■ **Work to do**
Can you reproduce all the rows with "camouflage" swapped for "camo", changing nothing else and leaving the pictures out?
START Exercise input
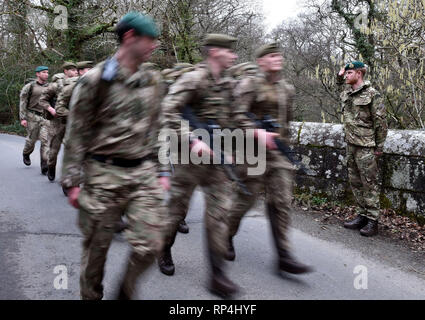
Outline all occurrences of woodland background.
[0,0,425,132]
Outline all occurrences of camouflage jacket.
[162,63,234,137]
[62,62,169,187]
[19,81,48,121]
[40,73,65,111]
[233,72,295,144]
[55,77,79,117]
[341,81,388,151]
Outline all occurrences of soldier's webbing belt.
[28,109,43,117]
[91,154,155,168]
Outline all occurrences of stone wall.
[291,122,425,218]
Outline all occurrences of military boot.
[158,247,175,276]
[208,252,239,299]
[114,219,128,233]
[115,286,131,300]
[23,154,31,166]
[47,165,56,182]
[360,218,378,237]
[177,220,189,233]
[40,160,49,176]
[279,250,313,274]
[344,215,367,230]
[225,237,236,261]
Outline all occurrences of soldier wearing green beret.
[158,34,238,297]
[40,61,78,182]
[337,61,388,236]
[19,66,49,174]
[77,61,94,77]
[61,12,169,300]
[227,43,311,274]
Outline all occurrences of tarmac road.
[0,134,425,300]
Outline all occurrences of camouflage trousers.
[228,156,294,257]
[47,118,66,166]
[347,144,380,220]
[22,112,49,163]
[78,160,167,300]
[165,164,231,257]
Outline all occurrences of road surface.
[0,134,425,300]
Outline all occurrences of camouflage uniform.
[19,81,49,166]
[337,77,388,220]
[40,73,68,166]
[53,77,79,148]
[161,63,197,232]
[163,63,233,264]
[229,71,295,256]
[62,63,168,299]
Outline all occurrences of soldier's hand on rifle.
[47,107,56,117]
[68,187,81,209]
[190,139,214,157]
[375,150,384,158]
[159,177,171,191]
[255,129,279,150]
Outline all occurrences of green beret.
[77,61,94,69]
[255,42,282,59]
[62,61,77,70]
[117,11,159,38]
[35,66,49,72]
[52,73,65,82]
[345,61,366,71]
[203,33,237,49]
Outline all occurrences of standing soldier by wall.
[226,43,311,274]
[19,66,49,174]
[40,62,78,181]
[62,12,169,300]
[337,61,388,236]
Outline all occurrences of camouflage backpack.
[161,63,195,92]
[227,62,259,81]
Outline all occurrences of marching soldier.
[40,62,78,181]
[62,12,169,299]
[19,66,49,174]
[337,61,388,237]
[161,63,195,235]
[54,61,93,196]
[226,43,311,274]
[158,34,238,297]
END Exercise input
■ **Answer to this problem**
Outline all occurrences of woodland background.
[0,0,425,132]
Outline all occurrences of camo jacket.
[162,63,234,137]
[62,62,169,187]
[19,81,48,121]
[40,73,65,111]
[233,72,295,144]
[55,77,79,117]
[341,81,388,151]
Outline all occurrences of soldier's webbing belt.
[28,109,43,117]
[91,154,155,168]
Outline all occurrences of stone wall.
[291,122,425,218]
Outline all occurrences of military boot.
[158,247,175,276]
[208,252,239,299]
[114,219,128,233]
[115,286,131,300]
[23,154,31,166]
[47,165,56,182]
[360,218,378,237]
[177,220,189,233]
[40,160,49,176]
[279,250,313,274]
[344,215,367,230]
[225,237,236,261]
Outline all occurrences of soldier wearing green beret.
[158,34,238,297]
[40,61,78,182]
[337,61,388,236]
[19,66,49,174]
[77,61,94,77]
[61,12,169,300]
[227,43,311,274]
Outline all occurrences of tarmac road.
[0,134,425,300]
Outline all occurrences of camo trousers.
[228,156,294,257]
[47,118,66,166]
[347,144,380,220]
[22,112,49,163]
[78,160,167,300]
[165,164,231,257]
Outline all occurrences of road surface.
[0,134,425,300]
Outline all occurrences of camo uniform.
[19,81,49,166]
[337,77,388,220]
[40,73,68,166]
[53,77,79,148]
[161,63,197,232]
[163,63,233,264]
[229,71,295,256]
[62,63,168,299]
Outline all occurrences of soldier's hand on rifle.
[47,107,56,117]
[68,187,81,209]
[190,139,214,157]
[375,150,384,158]
[159,177,171,191]
[255,129,279,150]
Outline all occurrences of green beret.
[77,61,94,69]
[255,42,282,59]
[62,61,77,70]
[117,11,159,38]
[35,66,49,72]
[52,73,65,82]
[345,61,366,71]
[203,33,237,49]
Outline all occurrences of standing soldier by wall.
[226,43,311,274]
[19,66,49,174]
[40,62,78,181]
[62,12,169,300]
[337,61,388,236]
Outline all occurrences of camo backpack.
[161,63,195,92]
[227,62,259,81]
Outline all occurrences of marching soldier.
[40,62,78,181]
[62,12,169,299]
[19,66,49,174]
[337,61,388,237]
[161,63,195,235]
[54,61,93,196]
[226,43,311,274]
[158,34,238,297]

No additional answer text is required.